I'm interested in using it, I love .NET as a platform, I just have this vague sense of worry that I can't quite rationalize. Mostly based on Microsoft's past performance with cross-platform efforts.

Thoughts? Is my gut feeling right or wrong?

6 comments

I can't answer with complete certainty, but I'd like to point out that C#/.NET is now more open than Java/JVM. A case like Google vs. Oracle couldn't happen.

- C# is standardized (albeit an older version that the current one) - C#/.NET has more permissive licenses (MIT & Apache vs GPL) - C#/.NET is now developed in public, on GitHub - Microsoft has promised not to sue for patent infringement on .NET

I'm not a lawyer nor do I play one on TV, but it looks like even if Microsoft changes it's mind, it can't take it back. The worst it could do would be abandon support. That would be a huge hit, but something the community could recover from.

Meanwhile, you have Java with Oracle shutting down security fixes for Java 7, unless you get a long-term support contract. Which would you rather deal with?

> it looks like even if Microsoft changes it's mind, it can't take it back

I had some correspondence with RMS back in November right after CoreCLR was announced, and he doesn't seem to agree. All he said was that MS's non-standard/custom patent grant isn't sufficient and that http://endsoftpatents.org/2014/11/ms-net/ is correct.

While I think http://www.fsf.org/news/dont-depend-on-mono was cogent and made a convincing argument at the time, and there may even be problem with the new patent grant, the endsoftpatents.org analysis just seems like a poor one.

I also pointed out that the .NET Micro Framework wasn't under a custom patent promise, but instead has been available under Apache 2.0 for years. It seems that even if let's say the worse case scenario is true, and there is a loophole in the patent promise, and it was put in to facilitate nefarious plans on MS's behalf, then the free software community could render even such deliberate plans as ineffective. The key move would be to continuously and aggressively hedge on alternatives and to make it well known that's what's going on. The community could aim for aggressive portability to other languages/runtimes with the use of a tool to do mechanical translation. If MS (or one of its affiliates) tries anything shifty, the community flips a switch and for compatibility relies on an NETMF-based runtime (still being available under Apache 2.0 and all) and otherwise begins living entirely in Vala land, with MS having proven they don't want to play ball.

It's like Mutually Assured Destruction, except for one side's wholesale elimination of their risk of being destroyed.

CoreCLR is open source now, so even if Microsoft abandoned it tomorrow, the community would keep maintaining it or worst case most of it would probably get merged into Mono. This BSD port was mostly a community effort by the way.

I've recently decided to switch to .NET for everything. Mainly because I really like F#, and I've been using C# for a side project in Unity, but also because an open source CoreCLR makes me worry a lot less about vendor lock in.

Nice choice! There is a _lot_ of investment in .NET at Microsoft. The move to open source and the community reaction to it has only made it more exciting and compelling for the company.

I get and appreciate the sentiment on "if Microsoft abandoned it tomorrow". Just clarifying that this risk is _very_ far from reality.

DATASET:
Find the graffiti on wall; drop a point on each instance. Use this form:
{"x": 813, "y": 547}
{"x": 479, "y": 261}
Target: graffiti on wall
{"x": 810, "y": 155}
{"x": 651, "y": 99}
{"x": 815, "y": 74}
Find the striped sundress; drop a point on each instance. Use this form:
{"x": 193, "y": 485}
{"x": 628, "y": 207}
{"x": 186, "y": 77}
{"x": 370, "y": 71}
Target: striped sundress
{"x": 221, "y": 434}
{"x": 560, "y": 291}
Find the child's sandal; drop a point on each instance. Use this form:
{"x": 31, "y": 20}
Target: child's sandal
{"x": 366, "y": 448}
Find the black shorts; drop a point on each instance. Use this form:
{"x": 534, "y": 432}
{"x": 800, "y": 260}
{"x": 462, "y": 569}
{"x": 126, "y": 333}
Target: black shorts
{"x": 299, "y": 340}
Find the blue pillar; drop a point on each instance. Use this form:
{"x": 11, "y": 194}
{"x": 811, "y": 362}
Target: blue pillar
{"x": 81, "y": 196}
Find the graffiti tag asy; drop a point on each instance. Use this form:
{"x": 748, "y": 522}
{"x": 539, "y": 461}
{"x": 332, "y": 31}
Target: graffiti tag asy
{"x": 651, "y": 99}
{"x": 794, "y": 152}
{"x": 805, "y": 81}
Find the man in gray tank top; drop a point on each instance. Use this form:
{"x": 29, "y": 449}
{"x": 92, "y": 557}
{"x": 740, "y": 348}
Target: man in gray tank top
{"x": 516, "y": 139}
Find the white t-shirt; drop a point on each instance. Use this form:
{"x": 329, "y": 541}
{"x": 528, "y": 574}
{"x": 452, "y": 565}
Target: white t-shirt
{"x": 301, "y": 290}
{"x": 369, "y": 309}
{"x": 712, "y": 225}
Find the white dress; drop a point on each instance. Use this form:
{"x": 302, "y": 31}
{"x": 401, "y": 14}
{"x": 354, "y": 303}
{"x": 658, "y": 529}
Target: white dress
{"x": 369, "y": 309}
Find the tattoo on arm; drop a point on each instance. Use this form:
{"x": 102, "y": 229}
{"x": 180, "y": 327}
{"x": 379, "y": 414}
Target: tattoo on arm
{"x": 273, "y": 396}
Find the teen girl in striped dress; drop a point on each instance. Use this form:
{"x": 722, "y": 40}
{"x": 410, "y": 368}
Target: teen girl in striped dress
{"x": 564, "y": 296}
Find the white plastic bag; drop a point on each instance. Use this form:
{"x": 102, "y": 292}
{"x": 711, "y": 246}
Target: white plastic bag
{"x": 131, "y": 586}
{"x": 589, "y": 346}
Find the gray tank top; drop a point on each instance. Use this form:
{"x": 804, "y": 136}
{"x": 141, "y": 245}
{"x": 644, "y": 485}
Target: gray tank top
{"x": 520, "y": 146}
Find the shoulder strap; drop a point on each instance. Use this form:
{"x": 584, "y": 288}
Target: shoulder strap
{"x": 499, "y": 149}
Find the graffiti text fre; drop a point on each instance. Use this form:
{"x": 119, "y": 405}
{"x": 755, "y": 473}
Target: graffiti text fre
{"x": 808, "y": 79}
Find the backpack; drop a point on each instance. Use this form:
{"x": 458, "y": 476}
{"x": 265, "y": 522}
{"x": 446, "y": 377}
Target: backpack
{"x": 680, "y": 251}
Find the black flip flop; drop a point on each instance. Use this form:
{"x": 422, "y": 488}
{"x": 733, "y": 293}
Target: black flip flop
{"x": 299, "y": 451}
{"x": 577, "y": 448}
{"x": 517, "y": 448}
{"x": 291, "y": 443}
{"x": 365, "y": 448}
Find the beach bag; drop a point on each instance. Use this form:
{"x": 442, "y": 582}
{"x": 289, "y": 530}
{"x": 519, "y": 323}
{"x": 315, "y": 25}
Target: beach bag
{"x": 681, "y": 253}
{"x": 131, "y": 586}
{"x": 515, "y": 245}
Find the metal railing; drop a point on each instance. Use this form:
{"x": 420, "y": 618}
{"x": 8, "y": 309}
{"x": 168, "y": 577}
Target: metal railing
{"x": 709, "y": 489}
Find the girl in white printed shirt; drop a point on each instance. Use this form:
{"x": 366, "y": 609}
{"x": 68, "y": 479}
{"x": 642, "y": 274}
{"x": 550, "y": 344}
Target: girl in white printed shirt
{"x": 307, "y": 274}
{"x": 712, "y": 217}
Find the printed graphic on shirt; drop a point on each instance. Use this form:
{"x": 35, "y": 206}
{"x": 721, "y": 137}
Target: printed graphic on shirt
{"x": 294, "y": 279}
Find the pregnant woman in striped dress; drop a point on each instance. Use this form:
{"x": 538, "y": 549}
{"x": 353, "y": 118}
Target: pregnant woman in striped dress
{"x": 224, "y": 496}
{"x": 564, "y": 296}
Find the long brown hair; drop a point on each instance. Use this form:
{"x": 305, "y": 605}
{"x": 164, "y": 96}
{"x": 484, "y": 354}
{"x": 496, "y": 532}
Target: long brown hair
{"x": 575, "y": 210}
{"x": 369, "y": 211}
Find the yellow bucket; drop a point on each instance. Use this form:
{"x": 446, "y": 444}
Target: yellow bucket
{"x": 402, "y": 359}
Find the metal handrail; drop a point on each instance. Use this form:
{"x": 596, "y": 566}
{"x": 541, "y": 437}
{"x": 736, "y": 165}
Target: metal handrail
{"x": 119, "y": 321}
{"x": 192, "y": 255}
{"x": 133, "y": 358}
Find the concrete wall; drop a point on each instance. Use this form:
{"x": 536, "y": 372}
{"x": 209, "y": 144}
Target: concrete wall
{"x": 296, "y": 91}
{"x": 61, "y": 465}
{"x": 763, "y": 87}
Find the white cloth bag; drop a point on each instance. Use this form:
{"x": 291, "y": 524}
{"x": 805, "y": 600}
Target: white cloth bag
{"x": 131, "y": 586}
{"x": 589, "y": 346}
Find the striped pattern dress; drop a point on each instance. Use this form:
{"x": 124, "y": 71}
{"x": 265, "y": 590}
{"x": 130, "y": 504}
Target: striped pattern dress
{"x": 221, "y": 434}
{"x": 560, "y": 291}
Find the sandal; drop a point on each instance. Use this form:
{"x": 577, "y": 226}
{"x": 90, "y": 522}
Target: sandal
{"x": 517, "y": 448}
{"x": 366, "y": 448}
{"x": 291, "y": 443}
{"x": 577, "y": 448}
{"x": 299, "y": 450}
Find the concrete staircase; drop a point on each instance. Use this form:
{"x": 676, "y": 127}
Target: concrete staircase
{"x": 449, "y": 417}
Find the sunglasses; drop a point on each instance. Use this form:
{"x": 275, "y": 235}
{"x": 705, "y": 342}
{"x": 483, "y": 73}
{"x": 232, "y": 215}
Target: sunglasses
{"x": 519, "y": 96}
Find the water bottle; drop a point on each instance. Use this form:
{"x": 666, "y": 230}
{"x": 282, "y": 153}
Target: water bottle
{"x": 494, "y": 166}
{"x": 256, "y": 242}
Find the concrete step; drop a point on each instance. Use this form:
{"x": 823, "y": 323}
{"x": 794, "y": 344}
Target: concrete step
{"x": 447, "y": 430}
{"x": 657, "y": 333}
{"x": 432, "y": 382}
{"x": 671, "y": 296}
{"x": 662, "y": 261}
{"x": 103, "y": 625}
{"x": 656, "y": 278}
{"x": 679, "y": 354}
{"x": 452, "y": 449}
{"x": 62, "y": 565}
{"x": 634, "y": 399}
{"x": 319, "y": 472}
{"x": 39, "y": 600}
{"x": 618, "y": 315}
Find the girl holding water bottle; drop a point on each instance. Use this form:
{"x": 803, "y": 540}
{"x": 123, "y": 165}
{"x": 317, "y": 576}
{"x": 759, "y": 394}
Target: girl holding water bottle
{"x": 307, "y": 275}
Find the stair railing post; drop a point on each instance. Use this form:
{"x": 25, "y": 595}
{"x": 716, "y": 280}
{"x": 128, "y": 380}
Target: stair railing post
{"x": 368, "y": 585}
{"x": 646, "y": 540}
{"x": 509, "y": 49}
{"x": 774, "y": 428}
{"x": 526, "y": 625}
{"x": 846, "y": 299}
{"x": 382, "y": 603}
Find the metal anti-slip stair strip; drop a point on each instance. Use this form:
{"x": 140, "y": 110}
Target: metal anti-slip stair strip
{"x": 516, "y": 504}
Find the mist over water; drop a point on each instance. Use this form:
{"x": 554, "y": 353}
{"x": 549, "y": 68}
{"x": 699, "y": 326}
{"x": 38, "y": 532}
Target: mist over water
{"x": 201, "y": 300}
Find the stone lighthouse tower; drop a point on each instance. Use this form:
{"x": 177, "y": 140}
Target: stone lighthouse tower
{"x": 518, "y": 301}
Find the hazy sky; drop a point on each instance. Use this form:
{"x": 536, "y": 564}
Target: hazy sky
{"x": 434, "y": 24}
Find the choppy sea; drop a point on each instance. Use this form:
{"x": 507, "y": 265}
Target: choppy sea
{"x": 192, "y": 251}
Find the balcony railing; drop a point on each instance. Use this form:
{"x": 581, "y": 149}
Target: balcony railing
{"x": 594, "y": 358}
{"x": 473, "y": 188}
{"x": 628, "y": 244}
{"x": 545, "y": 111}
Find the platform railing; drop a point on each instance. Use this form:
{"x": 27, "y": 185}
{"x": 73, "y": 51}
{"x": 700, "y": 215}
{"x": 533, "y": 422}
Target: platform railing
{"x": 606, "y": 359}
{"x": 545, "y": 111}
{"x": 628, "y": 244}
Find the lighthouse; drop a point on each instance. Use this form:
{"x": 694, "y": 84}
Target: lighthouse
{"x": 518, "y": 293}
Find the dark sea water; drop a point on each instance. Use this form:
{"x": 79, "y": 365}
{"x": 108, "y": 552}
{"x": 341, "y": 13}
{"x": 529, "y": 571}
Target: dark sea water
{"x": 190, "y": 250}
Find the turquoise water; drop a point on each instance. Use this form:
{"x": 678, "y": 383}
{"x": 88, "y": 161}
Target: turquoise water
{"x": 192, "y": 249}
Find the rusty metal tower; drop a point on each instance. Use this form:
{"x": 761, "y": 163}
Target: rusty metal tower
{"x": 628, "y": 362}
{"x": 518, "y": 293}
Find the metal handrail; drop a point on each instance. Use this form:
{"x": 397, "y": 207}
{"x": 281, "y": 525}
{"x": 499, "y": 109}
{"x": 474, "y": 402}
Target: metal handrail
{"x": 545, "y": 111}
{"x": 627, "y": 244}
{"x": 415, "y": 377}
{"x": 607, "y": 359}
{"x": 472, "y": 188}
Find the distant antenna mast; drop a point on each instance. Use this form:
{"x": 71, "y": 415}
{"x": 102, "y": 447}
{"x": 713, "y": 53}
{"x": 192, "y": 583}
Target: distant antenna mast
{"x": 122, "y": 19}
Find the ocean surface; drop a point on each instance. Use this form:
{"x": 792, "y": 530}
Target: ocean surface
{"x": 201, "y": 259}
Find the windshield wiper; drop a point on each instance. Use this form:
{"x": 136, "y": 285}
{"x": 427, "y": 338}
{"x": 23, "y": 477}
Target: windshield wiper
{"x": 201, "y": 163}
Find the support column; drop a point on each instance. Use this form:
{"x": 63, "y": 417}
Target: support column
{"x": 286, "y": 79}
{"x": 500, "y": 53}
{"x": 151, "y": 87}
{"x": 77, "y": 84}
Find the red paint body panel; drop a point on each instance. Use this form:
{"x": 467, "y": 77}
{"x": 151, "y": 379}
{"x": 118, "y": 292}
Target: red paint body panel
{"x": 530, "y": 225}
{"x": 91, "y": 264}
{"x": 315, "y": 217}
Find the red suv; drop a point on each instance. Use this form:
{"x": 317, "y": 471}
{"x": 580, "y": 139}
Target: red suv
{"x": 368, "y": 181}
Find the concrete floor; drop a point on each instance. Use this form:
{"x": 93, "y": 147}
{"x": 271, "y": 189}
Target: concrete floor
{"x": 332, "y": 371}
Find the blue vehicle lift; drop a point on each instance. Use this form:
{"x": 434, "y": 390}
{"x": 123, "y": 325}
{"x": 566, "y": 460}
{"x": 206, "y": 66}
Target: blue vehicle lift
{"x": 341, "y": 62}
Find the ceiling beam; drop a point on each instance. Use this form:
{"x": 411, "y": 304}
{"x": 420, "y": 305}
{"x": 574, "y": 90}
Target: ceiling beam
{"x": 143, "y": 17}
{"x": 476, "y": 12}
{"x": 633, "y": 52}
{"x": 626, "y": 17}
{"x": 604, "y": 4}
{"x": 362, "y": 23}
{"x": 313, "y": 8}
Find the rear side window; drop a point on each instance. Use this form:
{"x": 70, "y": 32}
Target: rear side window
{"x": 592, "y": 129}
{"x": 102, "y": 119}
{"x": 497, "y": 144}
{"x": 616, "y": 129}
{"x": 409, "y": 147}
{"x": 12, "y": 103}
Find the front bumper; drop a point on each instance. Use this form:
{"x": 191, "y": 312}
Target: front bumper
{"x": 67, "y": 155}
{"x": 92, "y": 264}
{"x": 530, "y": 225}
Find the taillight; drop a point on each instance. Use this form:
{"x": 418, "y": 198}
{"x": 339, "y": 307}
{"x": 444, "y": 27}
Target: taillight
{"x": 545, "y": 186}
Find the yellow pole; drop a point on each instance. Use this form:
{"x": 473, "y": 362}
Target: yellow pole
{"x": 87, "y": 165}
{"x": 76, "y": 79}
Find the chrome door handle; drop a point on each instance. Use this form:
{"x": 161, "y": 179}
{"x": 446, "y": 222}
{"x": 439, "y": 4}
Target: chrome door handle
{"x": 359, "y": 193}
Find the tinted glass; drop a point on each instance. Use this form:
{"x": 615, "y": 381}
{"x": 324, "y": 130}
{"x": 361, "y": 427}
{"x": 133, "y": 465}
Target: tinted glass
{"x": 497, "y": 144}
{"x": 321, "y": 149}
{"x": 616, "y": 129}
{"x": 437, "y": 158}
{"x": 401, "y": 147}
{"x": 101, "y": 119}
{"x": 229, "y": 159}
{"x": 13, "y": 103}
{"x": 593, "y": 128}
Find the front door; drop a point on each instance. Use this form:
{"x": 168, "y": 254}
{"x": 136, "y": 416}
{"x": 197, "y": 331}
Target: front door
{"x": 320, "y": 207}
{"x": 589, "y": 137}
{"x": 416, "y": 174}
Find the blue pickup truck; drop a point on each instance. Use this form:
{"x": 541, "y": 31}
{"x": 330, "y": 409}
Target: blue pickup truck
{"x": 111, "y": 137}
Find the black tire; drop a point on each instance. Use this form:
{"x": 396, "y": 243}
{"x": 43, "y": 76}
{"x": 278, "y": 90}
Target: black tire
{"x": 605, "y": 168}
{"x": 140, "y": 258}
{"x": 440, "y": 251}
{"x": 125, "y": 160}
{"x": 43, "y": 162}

SHORT TASK:
Reproduce the passage of the .NET discussion starting with "Meanwhile, you have" and going on through "http://endsoftpatents.org/2014/11/ms-net/ is correct.", word for word. Work from the .NET discussion alone and leave the items aside.

CORRECT ANSWER:
Meanwhile, you have Java with Oracle shutting down security fixes for Java 7, unless you get a long-term support contract. Which would you rather deal with?

> it looks like even if Microsoft changes it's mind, it can't take it back

I had some correspondence with RMS back in November right after CoreCLR was announced, and he doesn't seem to agree. All he said was that MS's non-standard/custom patent grant isn't sufficient and that http://endsoftpatents.org/2014/11/ms-net/ is correct.